---- Records to process
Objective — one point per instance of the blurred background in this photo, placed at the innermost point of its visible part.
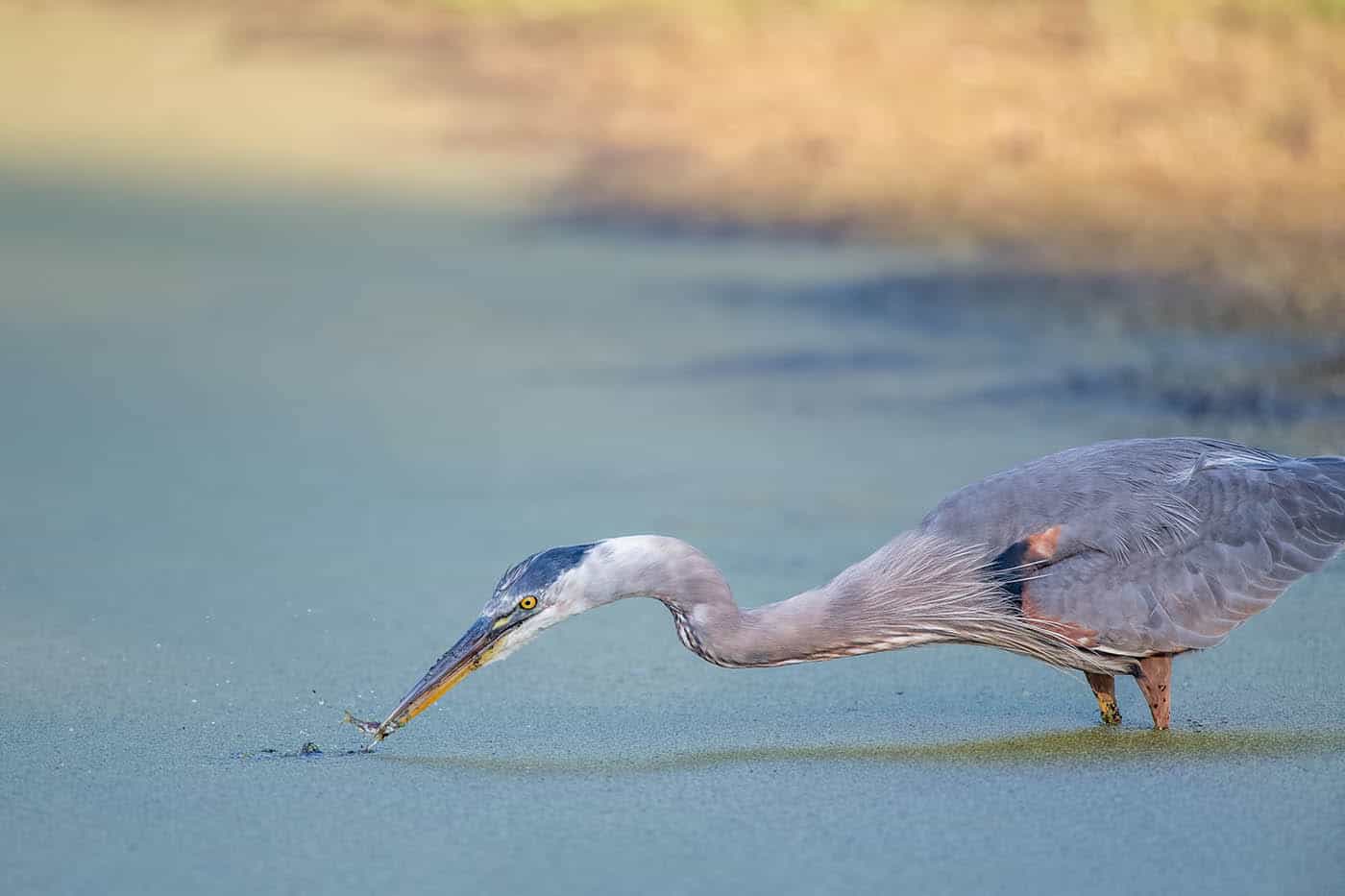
(315, 316)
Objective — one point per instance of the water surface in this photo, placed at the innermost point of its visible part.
(264, 459)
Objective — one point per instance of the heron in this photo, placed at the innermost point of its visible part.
(1109, 559)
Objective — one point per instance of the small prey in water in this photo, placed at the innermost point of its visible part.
(374, 729)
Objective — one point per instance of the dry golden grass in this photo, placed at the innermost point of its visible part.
(1208, 143)
(1203, 137)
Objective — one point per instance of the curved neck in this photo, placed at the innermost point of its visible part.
(823, 623)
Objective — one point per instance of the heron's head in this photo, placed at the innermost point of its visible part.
(531, 596)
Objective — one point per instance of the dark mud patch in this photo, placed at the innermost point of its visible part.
(1086, 747)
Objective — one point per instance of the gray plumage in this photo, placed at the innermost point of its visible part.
(1107, 559)
(1166, 544)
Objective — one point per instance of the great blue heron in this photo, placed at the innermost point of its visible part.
(1110, 559)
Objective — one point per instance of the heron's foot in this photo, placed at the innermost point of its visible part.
(1105, 689)
(1110, 712)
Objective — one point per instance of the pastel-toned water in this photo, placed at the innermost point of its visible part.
(264, 459)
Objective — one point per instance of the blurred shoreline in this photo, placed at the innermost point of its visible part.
(1199, 141)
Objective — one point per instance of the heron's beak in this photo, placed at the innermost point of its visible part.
(471, 651)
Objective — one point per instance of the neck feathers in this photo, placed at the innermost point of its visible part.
(915, 590)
--------
Exercise >> Retype the data above in full, exactly as it stands, and skip any image.

Response to this exercise >>
Objective — one point per instance of the blurred background in this photo, placed at the innermost point of its visible part.
(315, 316)
Objective — one point per instance of the water surface in this photo, placed at the innermost point of its visible part.
(264, 459)
Objective — one point per instance of the heron in this photo, placed at the innermost point of its visible part.
(1109, 559)
Objective — one point per instance of the small prey in water in this photo, placed at the innermost point of its visible part.
(374, 729)
Objective — one point per instance of the dry golden grass in this photo, placed at the innermost point of its visible part.
(1208, 143)
(1203, 137)
Objective — one point per instance of the curved neck in this photo, placed at the innermost point of its visible part.
(823, 623)
Objective — one point per instance of the heron's head in this photo, placed at the innermost point of its visible part.
(531, 596)
Objective — one point per instance of the dark mud patch in this photo, placed at the innermost point of its visible part.
(1086, 747)
Objective — one point per instance of the gray plumage in this photo, placed at the innermost point of its visible part.
(1107, 559)
(1166, 544)
Objective — one point per instance of the great blue heron in this photo, placed at the innermost point of its visible part.
(1110, 559)
Objective — one point per instance of the heron's foot in this photo, placed at the innermost point of its visible part.
(1105, 689)
(1110, 712)
Objective — one point per instance of the pastel-toned water in this photo, placed at the innermost point of its visible part.
(264, 459)
Objective — one point per instance of the blurred shoreline in this photo, placed at the innermost point of its visible part.
(1199, 141)
Objective — one point per instance of the heron's beak in this photo, placed at the innermost point of its visible part.
(471, 651)
Objective — one point per instance of the neck feathers in this photo, placed at the innermost point of its visible part.
(915, 590)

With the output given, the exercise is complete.